_Excerpt to read:_
::::

Hi Jesus,

I have a version of the task running, I'd love if you could take a
look and let me know if there are any changes you'd like to see.

It's at https://github.com/heatherbooker/xen-outreachy

It gets the mailboxes, analyzes them using Perceval and an
implementation of the well known jwz's threading algorithm
(https://www.jwz.org/doc/threading.html) then indexes them
in Elasticsearch.
Each document in ES is a message, with its id being the
Message-ID and type being a modified Subject line from the
first message in a thread.

I hope this is what was intended for the task!

PS - Should I continue copying these messages to the
whole xen-devel mailing list, or is sending them to you
sufficient?

Thanks!

Heather

On Mon, Apr 17, 2017 at 2:04 AM, Jesus M. Gonzalez-Barahona <
j...@bitergia.com> wrote:

> On Sun, 2017-04-16 at 21:26 -0700, Heather Booker wrote:
> > Hi Jesus!
> >
> > I appreciate the info on the unicode error. I might have missed it,
> > but I also asked about the general microtask specifications. Here
> > was my original inquiry:
> > > And to clarify, my understanding is that the final result of
> > this task
> > > is an index of Xen data, with two types: commits and messages.
> > > Each commit document should contain its original information
> > > from git, plus the name of the branch it was developed in. And
> > > should only the mbox messages which appear to be associated
> > > with a specific commit exist in the final index? Is there some
> > > key information in messages that is supposed to indicate the
> > > association of a given commit with a git branch? I would be
> > > grateful if you could specify the end goal a little more. :D
> >
> > Yeah, so overall I'm not sure I understand the relationship of
> > branches to the mailing list messages. Is this to be a simple
> > string parsing task wherein I should scan the message body
> > for the word "branch"? (I am guessing not ;P)
>
> I'm sorry, I understood that text was about the project, not about the
> microtask. The microtask is about either:
>
> * Producing an ES index with messages labeled by thread (by applying a
> threading algorithm to messages retrieved from archives), or
>
> * Producing an ES index with commits labeled by branch (by following
> refes, and parents information in the output produced by Perceval).

::::

_Record extracts:_
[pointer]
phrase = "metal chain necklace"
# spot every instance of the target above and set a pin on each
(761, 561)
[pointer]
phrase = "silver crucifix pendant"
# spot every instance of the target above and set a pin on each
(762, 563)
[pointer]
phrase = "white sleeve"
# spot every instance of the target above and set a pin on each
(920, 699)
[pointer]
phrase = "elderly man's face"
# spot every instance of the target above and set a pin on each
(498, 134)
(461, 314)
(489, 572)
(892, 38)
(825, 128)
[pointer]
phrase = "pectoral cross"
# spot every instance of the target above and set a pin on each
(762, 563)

::::

_Tasks to perform:_
• A. In the mailing-list thread, what serves as the id of each document Heather indexes in Elasticsearch?
• B. Pull out every line of the records that contains the string "phrase". Case counts.

_Results in order:_
• A. The message's Message-ID.

• B.
phrase = "metal chain necklace"
phrase = "silver crucifix pendant"
phrase = "white sleeve"
phrase = "elderly man's face"
phrase = "pectoral cross"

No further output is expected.